Star Trek first aired on this date, September 8, 1966. That makes one of the best loved franchises in the world 49 years old.

NBC selected Man Trap, by George Clayton Johnson, as the first episode to be aired, because it best lived up to the thematic “strange new worlds” concept that would define the show for the next three years. Starring William Shatner, Leonard Nimoy, Deforest Kelly, James Doohan, George Takei, Nichelle Nicholes and Walter Koenig as the crew of the starship Enterprise, the landmark show defined science fiction in media for generations to come.  The scripts were frequently written by significant science fiction writers, or writers who became significant in part due to their participation in Star Trek. The history of Trek is decorated with the names of people like David Gerrold, Norman Spinrad, Harlan Ellison, and Jerome Bixby.

RAW DATA
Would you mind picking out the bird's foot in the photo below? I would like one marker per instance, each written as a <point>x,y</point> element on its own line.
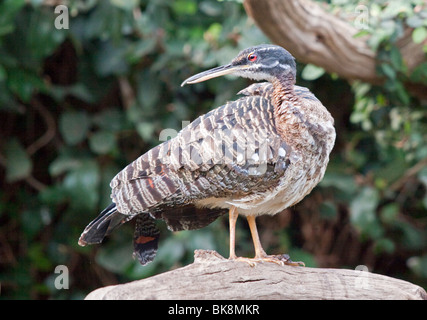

TASK SET
(1) According to the Star Trek text, why did NBC choose Man Trap as the first episode to air?
(2) Render this sentence from the Star Trek text in Spanish: "Star Trek first aired on this date, September 8, 1966."
(3) Resume the Star Trek text after its final sentence and keep it going.

ANSWERS BY ITEM NUMBER
(1) It best lived up to the thematic "strange new worlds" concept that would define the show for the next three years.

(2) Star Trek se emitió por primera vez en esta fecha, el 8 de septiembre de 1966.

(3)
Here are some of the promos NBC broadcast for the original series that ran from 1966 through 1967. As always, make sure you pause the Krypton Radio stream using the handy controller in the upper right before hitting play. This will take care of that annoying “dueling soundtracks” problem. You can resume the stream playback once you’re finished watching the video.

The popularity of the show has been as much a problem for Paramount Pictures and CBS Television as it has been a boon. While it remains one of the most powerful revenue streams either organization has, when something like Star Trek becomes this popular it begins to take on a life of its own. The fans have such a strong emotional buy-in that they become impatient for the studios to create new television series or movies, so they create their own.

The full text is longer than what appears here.